> **Problem statement**
Present the records below as a numbered list with no blank lines, and leave the pictures out.

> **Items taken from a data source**
◆ ◆ ◆ ◆ ◆
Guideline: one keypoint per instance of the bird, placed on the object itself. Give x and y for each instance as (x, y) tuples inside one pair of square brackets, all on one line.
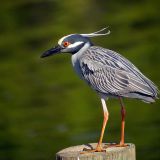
[(107, 72)]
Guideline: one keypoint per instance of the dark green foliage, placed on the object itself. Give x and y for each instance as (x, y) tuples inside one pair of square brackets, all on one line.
[(44, 107)]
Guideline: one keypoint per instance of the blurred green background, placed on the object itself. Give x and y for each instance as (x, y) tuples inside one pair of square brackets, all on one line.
[(44, 106)]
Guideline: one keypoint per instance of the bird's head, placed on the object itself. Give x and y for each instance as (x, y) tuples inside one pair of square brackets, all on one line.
[(73, 43)]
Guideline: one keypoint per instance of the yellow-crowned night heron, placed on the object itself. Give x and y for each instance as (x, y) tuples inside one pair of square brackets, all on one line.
[(107, 72)]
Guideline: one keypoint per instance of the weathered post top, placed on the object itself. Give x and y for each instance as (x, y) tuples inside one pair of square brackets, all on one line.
[(112, 153)]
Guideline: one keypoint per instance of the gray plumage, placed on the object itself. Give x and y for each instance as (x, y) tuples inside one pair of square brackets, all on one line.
[(111, 74), (106, 71)]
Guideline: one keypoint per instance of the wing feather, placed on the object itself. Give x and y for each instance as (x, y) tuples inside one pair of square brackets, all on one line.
[(110, 73)]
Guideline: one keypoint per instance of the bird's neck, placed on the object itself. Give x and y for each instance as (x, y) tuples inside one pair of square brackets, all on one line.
[(82, 49)]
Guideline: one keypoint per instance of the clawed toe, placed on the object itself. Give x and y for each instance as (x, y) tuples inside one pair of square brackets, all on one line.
[(86, 150)]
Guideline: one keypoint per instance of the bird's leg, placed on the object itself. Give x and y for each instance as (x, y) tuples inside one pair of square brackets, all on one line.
[(123, 114), (105, 119), (99, 147)]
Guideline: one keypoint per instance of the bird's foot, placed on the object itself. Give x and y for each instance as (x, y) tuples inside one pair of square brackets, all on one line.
[(116, 145), (97, 149)]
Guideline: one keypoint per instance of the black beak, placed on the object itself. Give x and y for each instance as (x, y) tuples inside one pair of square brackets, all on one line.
[(56, 49)]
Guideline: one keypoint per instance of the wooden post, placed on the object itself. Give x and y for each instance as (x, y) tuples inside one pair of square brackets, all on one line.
[(112, 153)]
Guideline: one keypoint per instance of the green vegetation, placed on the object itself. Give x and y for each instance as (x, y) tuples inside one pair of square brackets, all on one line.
[(44, 106)]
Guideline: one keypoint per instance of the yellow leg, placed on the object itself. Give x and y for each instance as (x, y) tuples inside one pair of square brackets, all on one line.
[(105, 119)]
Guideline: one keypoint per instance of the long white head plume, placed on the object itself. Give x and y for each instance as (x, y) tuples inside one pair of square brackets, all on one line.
[(98, 33)]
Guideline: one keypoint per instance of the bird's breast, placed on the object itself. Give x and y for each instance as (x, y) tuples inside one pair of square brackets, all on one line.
[(76, 65)]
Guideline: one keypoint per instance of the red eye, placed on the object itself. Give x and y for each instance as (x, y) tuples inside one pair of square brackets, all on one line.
[(66, 44)]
◆ ◆ ◆ ◆ ◆
> **Reply to the task**
1. Guideline: one keypoint per instance of the bird, placed on the object itself. Give x and y for each instance as (x, y) tuples inside one pair of square brackets, all on one line.
2. [(107, 72)]
3. Guideline: one keypoint per instance of the dark green foliage, placed on the object itself. Give x and y for each instance as (x, y) tuples inside one pair of square brackets, all on one line.
4. [(44, 107)]
5. Guideline: one keypoint per instance of the blurred green background, placed on the object itself. Give x and y for each instance as (x, y) tuples inside one pair of square brackets, all on one line.
6. [(44, 106)]
7. Guideline: one keypoint per instance of the bird's head, placed on the object itself. Give x and y for each instance as (x, y) tuples inside one pair of square brackets, all on one line.
8. [(73, 43)]
9. Guideline: one keypoint per instance of the yellow-crowned night heron, placed on the object itself. Give x and y for each instance as (x, y) tuples inside one pair of square brackets, all on one line.
10. [(107, 72)]
11. Guideline: one keypoint per instance of the weathered post top, placed on the object itself. Give x and y for each instance as (x, y) tuples inside one pair of square brackets, all on one line.
12. [(112, 153)]
13. Guideline: one keypoint per instance of the gray plumage, placed on the object itself. Give x and y for each instance as (x, y) tuples inside one pair of square brackets, all on one line.
14. [(111, 74), (106, 71)]
15. Guideline: one keypoint per instance of the wing feather, placed on the object itself. Give x and y for each instance as (x, y) tuples inside one pair of square brackets, all on one line.
16. [(110, 73)]
17. Guideline: one keypoint per instance of the bird's neck, placed on the object itself. Give x and y for each instance as (x, y) tuples inside one pair of square brackets, all on one line.
18. [(82, 49)]
19. Guideline: one keypoint per instance of the clawed toe, placed on the object itself. Give x and y for each instance as (x, y) tuples inside one pair of square brackets, all on one line.
20. [(86, 150)]
21. Guideline: one keypoint per instance of the bird's leg, placed on the object itself. Give x and y for each instance as (x, y) tuples inside one pair of square brackets, all on one line.
22. [(123, 114), (105, 119), (99, 147)]
23. Guideline: one keypoint per instance of the bird's foot, placed on the object itself. Give x and y for each instance as (x, y) tuples inside one pair of square brackets, all on one line.
24. [(116, 145), (97, 149)]
25. Guideline: one keypoint per instance of the black beak, placed on the object itself. Give x and y for each instance as (x, y) tuples inside one pair of square brackets, all on one line.
26. [(56, 49)]
27. Guideline: one keypoint per instance of the wooden post, placed on the object itself. Give x and y for each instance as (x, y) tuples inside one pair of square brackets, all on one line.
28. [(112, 153)]
29. Guideline: one keypoint per instance of the green vegetation, placed on the object itself. Give x and y for each instance as (x, y) tuples inside one pair of square brackets, all on one line.
30. [(44, 106)]
31. Guideline: one keypoint per instance of the yellow leg, placed on the object itself. Give x and y for each instance as (x, y) tuples inside one pair of square brackets, all on one line.
32. [(105, 119)]
33. Guideline: one keypoint per instance of the long white head plume, placed on the object itself. Give x and y for each instance as (x, y) tuples inside one pair of square brackets, all on one line.
34. [(98, 33)]
35. Guideline: one keypoint per instance of the bird's breast, placed on the object itself. Give x and y for each instance as (x, y) tuples inside one pair of square brackets, all on one line.
36. [(76, 65)]
37. Guideline: one keypoint per instance of the red eye, placed on the object itself. Give x and y for each instance as (x, y) tuples inside one pair of square brackets, all on one line.
38. [(66, 44)]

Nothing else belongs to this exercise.